Work to be completed: Give back the whole listing exactly as shown.

----------

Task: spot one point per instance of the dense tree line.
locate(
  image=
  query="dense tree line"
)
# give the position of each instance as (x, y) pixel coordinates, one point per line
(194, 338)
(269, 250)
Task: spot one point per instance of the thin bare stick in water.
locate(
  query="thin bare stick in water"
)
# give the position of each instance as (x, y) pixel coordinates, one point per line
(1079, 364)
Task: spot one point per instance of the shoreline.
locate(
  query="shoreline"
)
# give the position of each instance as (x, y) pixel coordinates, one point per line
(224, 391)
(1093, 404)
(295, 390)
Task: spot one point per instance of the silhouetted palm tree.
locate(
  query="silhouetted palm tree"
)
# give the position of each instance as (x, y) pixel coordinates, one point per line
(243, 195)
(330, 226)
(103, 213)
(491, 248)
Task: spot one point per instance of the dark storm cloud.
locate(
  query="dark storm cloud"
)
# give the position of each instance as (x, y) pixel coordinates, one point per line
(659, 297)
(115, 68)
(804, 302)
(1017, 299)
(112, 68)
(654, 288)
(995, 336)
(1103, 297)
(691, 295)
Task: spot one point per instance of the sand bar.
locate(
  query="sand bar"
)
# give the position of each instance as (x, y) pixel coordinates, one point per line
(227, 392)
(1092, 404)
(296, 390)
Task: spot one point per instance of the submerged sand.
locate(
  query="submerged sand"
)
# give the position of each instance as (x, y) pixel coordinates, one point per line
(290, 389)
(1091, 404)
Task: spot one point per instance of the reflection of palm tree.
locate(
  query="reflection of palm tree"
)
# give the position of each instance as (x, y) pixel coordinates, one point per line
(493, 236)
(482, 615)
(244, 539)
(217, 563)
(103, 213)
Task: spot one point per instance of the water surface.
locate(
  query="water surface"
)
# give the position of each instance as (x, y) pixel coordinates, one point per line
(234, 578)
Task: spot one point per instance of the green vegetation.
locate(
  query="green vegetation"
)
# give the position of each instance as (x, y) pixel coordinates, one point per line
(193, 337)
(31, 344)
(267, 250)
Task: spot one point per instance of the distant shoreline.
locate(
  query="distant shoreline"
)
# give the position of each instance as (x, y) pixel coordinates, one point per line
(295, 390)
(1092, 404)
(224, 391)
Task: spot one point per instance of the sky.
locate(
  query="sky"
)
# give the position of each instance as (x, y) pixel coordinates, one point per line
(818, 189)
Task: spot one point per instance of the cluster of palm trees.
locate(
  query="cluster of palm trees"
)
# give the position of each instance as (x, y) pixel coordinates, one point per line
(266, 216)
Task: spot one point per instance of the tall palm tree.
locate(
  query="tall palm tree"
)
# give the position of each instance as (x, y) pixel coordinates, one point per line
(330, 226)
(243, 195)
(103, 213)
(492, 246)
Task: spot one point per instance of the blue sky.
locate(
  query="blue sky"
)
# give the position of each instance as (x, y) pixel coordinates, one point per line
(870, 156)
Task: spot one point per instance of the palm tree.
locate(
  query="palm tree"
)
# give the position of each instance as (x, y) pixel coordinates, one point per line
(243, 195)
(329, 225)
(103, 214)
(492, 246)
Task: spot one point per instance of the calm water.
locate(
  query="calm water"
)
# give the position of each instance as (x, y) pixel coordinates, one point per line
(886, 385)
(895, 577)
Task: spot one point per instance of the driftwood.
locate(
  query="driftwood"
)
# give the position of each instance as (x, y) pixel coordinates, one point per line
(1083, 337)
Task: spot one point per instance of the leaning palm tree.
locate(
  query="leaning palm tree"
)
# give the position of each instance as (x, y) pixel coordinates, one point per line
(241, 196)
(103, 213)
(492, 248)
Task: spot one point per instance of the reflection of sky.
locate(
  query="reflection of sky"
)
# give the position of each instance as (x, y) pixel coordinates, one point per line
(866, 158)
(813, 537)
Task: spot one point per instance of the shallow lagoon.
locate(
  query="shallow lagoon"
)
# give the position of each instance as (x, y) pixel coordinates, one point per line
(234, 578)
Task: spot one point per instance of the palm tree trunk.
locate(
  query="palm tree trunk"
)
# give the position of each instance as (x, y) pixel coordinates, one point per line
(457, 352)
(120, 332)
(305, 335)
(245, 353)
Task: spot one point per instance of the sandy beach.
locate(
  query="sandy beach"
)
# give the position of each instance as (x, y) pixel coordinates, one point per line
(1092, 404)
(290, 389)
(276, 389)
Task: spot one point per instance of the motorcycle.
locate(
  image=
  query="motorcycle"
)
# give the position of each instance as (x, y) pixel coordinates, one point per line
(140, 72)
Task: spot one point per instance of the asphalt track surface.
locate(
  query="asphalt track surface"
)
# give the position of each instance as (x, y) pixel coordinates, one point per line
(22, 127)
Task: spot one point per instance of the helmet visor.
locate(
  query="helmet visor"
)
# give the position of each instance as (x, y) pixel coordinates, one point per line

----------

Full response:
Task: spot one point per instance of the dense tree line.
locate(
  image=
  query="dense tree line"
)
# give the position of each instance as (x, y) pixel coordinates, one point per line
(194, 338)
(269, 250)
Task: spot one point per instance of the thin bare stick in water.
locate(
  query="thin bare stick in water"
)
# give the position of each instance as (x, y) pixel coordinates, one point per line
(1079, 364)
Task: spot one point per instance of the shoreline.
locate(
  query="shoreline"
)
# give the position of each instance as (x, y) pixel coordinates, one point per line
(224, 391)
(1093, 404)
(295, 390)
Task: spot one point per instance of the silhouetted palm tree.
locate(
  query="silhouetted palm tree"
)
# give the position of each instance as (x, y) pixel coordinates, one point per line
(243, 195)
(330, 226)
(103, 213)
(491, 248)
Task: spot one point per instance of the dark storm cloud.
locate(
  query="dark storm cloud"
)
# give the position of each instance as (x, y) pixel coordinates, one point per line
(659, 297)
(115, 68)
(804, 302)
(1017, 299)
(112, 68)
(654, 288)
(995, 336)
(1103, 297)
(691, 295)
Task: spot one point per instance of the sand bar.
locate(
  query="sand bar"
)
# give the position of each instance as (x, y) pixel coordinates, one point per line
(227, 392)
(1092, 404)
(296, 390)
Task: spot one point per instance of the submerged sand.
locate(
  query="submerged sand"
)
# give the position of each instance as (x, y) pixel coordinates, one point per line
(290, 389)
(1091, 404)
Task: spot one point per instance of the reflection of palm tree.
locate(
  query="reflection of palm tree"
)
# give the position of each instance as (x, y) pixel coordinates, one point per line
(493, 236)
(482, 615)
(244, 539)
(217, 563)
(103, 213)
Task: spot one point per instance of the water surface.
locate(
  query="water surface"
)
# give the position of each instance as (x, y) pixel coordinates, one point per line
(234, 578)
Task: spot one point per instance of the green vegetation.
locate(
  query="green vegetation"
)
# give the position of each instance as (x, y) pixel coordinates, one point per line
(193, 337)
(31, 344)
(267, 250)
Task: spot one point per instance of the distant shoreline.
locate(
  query="distant shoreline"
)
# give the position of each instance as (x, y) pixel coordinates, one point per line
(295, 390)
(1092, 404)
(224, 391)
Task: spot one point per instance of the sky.
locate(
  query="sky"
)
# give the position of each instance as (x, y) pixel coordinates, one point per line
(818, 189)
Task: spot one point per instance of the cluster of palm trees.
locate(
  query="cluster of palm trees"
)
# give the position of each instance as (x, y) pixel coordinates, one point per line
(266, 216)
Task: spot one point per instance of the tall palm tree.
locate(
  query="tall palm tree"
)
# give the position of each instance as (x, y) pixel coordinates, one point per line
(330, 226)
(243, 195)
(103, 213)
(492, 246)
Task: spot one point per instance of the blue sky.
locate(
  query="blue sky"
)
# give the position of each instance as (x, y) pixel coordinates, one point per line
(870, 156)
Task: spot one point per instance of the palm tree.
locate(
  query="palm tree"
)
# give the position of each instance as (x, y) pixel coordinates, one point per line
(243, 195)
(329, 225)
(103, 214)
(492, 246)
Task: spot one point per instance of the calm water.
locate(
  query="calm water"
)
# give the position of each instance as (x, y) pixel coordinates, one point per line
(886, 385)
(895, 577)
Task: spot one point per instance of the driftwood.
locate(
  query="driftwood"
)
# give the position of each instance as (x, y) pixel coordinates, one point per line
(1083, 337)
Task: spot one point per instance of the leaning palm tree.
locate(
  query="leaning palm tree"
)
# give the position of each instance as (x, y) pixel coordinates, one point per line
(241, 196)
(103, 213)
(492, 248)
Task: spot one point per instance of the reflection of sky.
locate(
  query="reflection of sky"
)
# give the position of each instance as (x, y) pixel coordinates, one point per line
(866, 158)
(813, 537)
Task: spot one point per instance of the shallow lagoon.
locate(
  query="shallow lagoon"
)
# give the position of each instance as (x, y) pixel coordinates, one point per line
(234, 578)
Task: spot one point per instance of the palm tree trunk.
locate(
  query="palm tree trunk"
)
# give the position of each instance as (x, y) pixel coordinates, one point per line
(457, 352)
(120, 332)
(305, 335)
(245, 353)
Task: spot one point per instance of the sandy beach.
locate(
  query="sandy beach"
)
# give the position of each instance as (x, y) pixel coordinates, one point per line
(1092, 404)
(290, 389)
(276, 389)
Task: spot one point per instance of the motorcycle.
locate(
  image=
  query="motorcycle"
)
# give the position of each instance as (x, y) pixel coordinates, one point per line
(140, 72)
Task: spot one point per instance of the asphalt track surface.
locate(
  query="asphalt track surface"
)
# give the position of each instance as (x, y) pixel coordinates, one point per line
(22, 127)
Task: spot one point per instance of the helmet visor.
locate(
  query="helmet visor"
)
# give the position of each instance as (x, y) pixel coordinates, one point per line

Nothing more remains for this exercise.